WHAT TO DO: Reproduce the rows below, changing every "Marked points" to "Annotated points" and keeping everything else identical. Omit the pictures from your output.

____ DATA FOR THIS TASK

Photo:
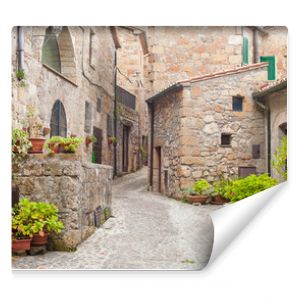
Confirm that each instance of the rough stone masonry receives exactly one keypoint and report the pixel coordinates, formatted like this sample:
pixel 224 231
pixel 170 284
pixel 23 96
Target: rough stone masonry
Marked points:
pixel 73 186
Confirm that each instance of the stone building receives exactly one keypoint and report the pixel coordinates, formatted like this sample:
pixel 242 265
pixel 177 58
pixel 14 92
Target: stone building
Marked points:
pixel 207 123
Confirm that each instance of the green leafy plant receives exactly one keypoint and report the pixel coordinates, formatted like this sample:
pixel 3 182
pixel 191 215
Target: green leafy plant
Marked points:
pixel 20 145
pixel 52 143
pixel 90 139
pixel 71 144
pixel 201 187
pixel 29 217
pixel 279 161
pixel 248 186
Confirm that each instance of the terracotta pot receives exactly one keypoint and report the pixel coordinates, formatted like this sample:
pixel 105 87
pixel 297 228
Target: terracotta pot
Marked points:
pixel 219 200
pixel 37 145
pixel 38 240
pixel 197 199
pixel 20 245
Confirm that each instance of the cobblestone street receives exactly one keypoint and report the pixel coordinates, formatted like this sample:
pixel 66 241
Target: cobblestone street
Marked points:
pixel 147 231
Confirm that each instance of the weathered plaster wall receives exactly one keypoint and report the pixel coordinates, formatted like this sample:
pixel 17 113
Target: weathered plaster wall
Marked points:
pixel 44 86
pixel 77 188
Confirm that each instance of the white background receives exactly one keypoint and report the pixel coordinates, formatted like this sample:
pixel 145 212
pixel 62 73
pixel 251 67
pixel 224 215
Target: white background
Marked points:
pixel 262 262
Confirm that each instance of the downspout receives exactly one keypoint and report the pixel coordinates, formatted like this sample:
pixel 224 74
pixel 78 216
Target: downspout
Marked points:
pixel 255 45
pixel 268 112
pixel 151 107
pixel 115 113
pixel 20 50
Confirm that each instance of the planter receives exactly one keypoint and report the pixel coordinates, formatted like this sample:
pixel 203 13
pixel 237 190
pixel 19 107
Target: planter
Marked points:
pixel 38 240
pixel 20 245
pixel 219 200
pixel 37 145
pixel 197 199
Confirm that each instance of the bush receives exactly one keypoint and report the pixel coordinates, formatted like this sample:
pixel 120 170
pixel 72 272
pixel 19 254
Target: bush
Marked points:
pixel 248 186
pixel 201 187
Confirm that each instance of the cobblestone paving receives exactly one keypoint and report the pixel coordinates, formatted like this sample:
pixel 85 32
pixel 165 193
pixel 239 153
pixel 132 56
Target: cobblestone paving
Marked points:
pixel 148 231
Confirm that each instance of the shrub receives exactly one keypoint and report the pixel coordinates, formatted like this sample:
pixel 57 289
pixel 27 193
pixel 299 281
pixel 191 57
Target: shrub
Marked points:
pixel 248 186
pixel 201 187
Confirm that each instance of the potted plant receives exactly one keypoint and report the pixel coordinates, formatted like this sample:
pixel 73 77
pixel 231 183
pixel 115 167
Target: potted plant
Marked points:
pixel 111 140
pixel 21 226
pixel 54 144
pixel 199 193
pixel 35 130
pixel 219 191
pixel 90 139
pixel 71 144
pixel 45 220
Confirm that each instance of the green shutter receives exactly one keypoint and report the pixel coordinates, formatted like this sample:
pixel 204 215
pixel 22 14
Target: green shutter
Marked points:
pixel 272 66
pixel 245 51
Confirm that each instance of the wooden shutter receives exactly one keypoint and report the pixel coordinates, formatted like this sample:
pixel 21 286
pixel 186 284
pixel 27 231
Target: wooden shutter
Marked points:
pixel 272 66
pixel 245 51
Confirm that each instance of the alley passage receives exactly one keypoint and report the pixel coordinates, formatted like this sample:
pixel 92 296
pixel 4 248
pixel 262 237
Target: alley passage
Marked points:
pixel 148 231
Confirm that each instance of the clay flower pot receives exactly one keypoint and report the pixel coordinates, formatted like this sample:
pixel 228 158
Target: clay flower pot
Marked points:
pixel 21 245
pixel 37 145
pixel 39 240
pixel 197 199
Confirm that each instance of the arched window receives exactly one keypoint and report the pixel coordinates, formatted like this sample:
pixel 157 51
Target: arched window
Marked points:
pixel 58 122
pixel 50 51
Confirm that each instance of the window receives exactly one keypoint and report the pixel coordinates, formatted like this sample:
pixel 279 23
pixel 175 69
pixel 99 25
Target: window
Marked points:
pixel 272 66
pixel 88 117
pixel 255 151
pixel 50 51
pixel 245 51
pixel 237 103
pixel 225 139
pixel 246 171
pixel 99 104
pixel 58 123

________

TASK SOLUTION:
Photo:
Confirm that each instance of the rough stone masonry receives exactly one keypoint and report the pixel coordinates, formatted like this sample:
pixel 224 231
pixel 170 284
pixel 23 96
Target: rough stone masonry
Annotated points:
pixel 73 186
Confirm that each instance of the stone building receives exactly one keypoint and report the pixel coordinates, formatted like this sample:
pixel 242 265
pixel 177 58
pixel 14 92
Target: stone building
Annotated points:
pixel 207 123
Confirm that each instance of the green leafy plant receives exactly one keypoint and report the pixel coordinates, formatted like this sample:
pixel 3 182
pixel 191 215
Target: green leafy plant
Annotated points:
pixel 20 145
pixel 52 143
pixel 90 139
pixel 71 144
pixel 201 187
pixel 29 217
pixel 279 161
pixel 248 186
Confirm that each instance of the terracotta pot receives exactly one keypoint and report the pixel coordinates, formatted like this sample:
pixel 105 87
pixel 297 228
Target: terracotta pot
Annotated points:
pixel 219 200
pixel 37 145
pixel 38 240
pixel 197 199
pixel 20 245
Confirm that each instance of the cobblestone street receives exactly one keypoint and report the pixel coordinates, formatted like this sample:
pixel 66 241
Target: cobblestone street
Annotated points:
pixel 147 231
Confirm that each instance of the weathered plaster wall receives exactly one keypoint and report the pixel coordinates, formatted like this sample:
pixel 17 113
Target: weathered plaster wall
Annotated points:
pixel 44 86
pixel 77 188
Confirm that each instance of the white background receives exactly one keypoint and report the pixel coordinates, formatted like this sample:
pixel 145 212
pixel 62 73
pixel 251 67
pixel 224 215
Target: white background
Annotated points:
pixel 262 262
Confirm that each instance of the downspout receives exactly one keypoint and report the pixel coordinates, formatted like this sample:
pixel 224 74
pixel 78 216
Target: downspout
Annotated points:
pixel 255 45
pixel 268 112
pixel 151 107
pixel 115 113
pixel 20 50
Confirm that each instance of the planter receives exactly one keypoint and report the pixel coordinates, formatted like this sample:
pixel 203 13
pixel 237 190
pixel 19 107
Target: planter
Annotated points:
pixel 38 240
pixel 20 245
pixel 219 200
pixel 37 145
pixel 197 199
Confirm that each instance of the bush receives exactly one keypoint and report the pixel coordinates, formatted like this sample:
pixel 120 170
pixel 72 272
pixel 19 254
Target: bush
Annotated points:
pixel 248 186
pixel 201 187
Confirm that each instance of the cobblestone paving receives exactly one keypoint and report the pixel coordinates, formatted like this sample:
pixel 85 32
pixel 165 193
pixel 239 153
pixel 132 56
Target: cobblestone paving
Annotated points:
pixel 148 231
Confirm that each instance of the shrub receives exactly one keypoint and report the pixel coordinates, formatted like this sample:
pixel 57 289
pixel 27 193
pixel 299 281
pixel 191 57
Target: shrub
Annotated points:
pixel 248 186
pixel 201 187
Confirm that each instance of the potted plant receives exactly one keypoint and report the pixel coordinates, formatted like this sample:
pixel 73 77
pixel 231 183
pixel 115 167
Target: potted plant
Annotated points:
pixel 111 140
pixel 21 226
pixel 54 144
pixel 199 193
pixel 35 130
pixel 219 191
pixel 90 139
pixel 71 144
pixel 45 220
Confirm that each instance of the green shutter receives exactly one keypoint and report the pixel coordinates, formatted like this sample:
pixel 204 215
pixel 22 14
Target: green shutter
Annotated points:
pixel 272 66
pixel 245 51
Confirm that each instance of the wooden shutter receives exactly one keypoint and report the pixel coordinates, formatted like this sample:
pixel 21 286
pixel 186 284
pixel 27 231
Target: wooden shutter
Annotated points:
pixel 272 66
pixel 245 51
Confirm that each instance of the alley passage receives exactly one keypoint and report the pixel coordinates, formatted like this sample:
pixel 92 296
pixel 4 248
pixel 262 237
Target: alley passage
Annotated points:
pixel 148 231
Confirm that each instance of the clay flower pot receives exactly one keypoint and report the pixel coordinates, formatted like this sample:
pixel 228 158
Target: clay flower pot
Annotated points:
pixel 21 245
pixel 37 145
pixel 39 240
pixel 197 199
Confirm that each instance of the arched window receives exactly one keypoint and report the pixel coordinates, formatted like this sample:
pixel 157 51
Target: arched window
Annotated points:
pixel 58 122
pixel 50 51
Confirm that each instance of the window receives exactly one keypoint and report the pixel coordinates, formatted like this sample:
pixel 279 23
pixel 175 69
pixel 99 25
Target: window
Annotated points:
pixel 272 66
pixel 88 117
pixel 255 151
pixel 50 51
pixel 245 51
pixel 237 103
pixel 225 139
pixel 246 171
pixel 99 104
pixel 58 123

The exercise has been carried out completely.